Please convert the listing below into a numbered list, one line per entry, with any blank lines left out.

— START OF Extracted information —

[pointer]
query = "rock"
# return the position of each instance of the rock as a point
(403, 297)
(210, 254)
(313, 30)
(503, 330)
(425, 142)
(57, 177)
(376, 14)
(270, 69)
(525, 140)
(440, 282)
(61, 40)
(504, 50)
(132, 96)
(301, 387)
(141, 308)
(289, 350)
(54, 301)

— END OF Extracted information —

#### [Result]
1. [pointer]
2. query = "rock"
3. # return the position of each instance of the rock as a point
4. (403, 297)
5. (210, 254)
6. (313, 30)
7. (503, 330)
8. (425, 142)
9. (57, 177)
10. (376, 14)
11. (270, 69)
12. (525, 140)
13. (440, 282)
14. (61, 40)
15. (504, 50)
16. (132, 96)
17. (301, 387)
18. (141, 308)
19. (289, 350)
20. (54, 301)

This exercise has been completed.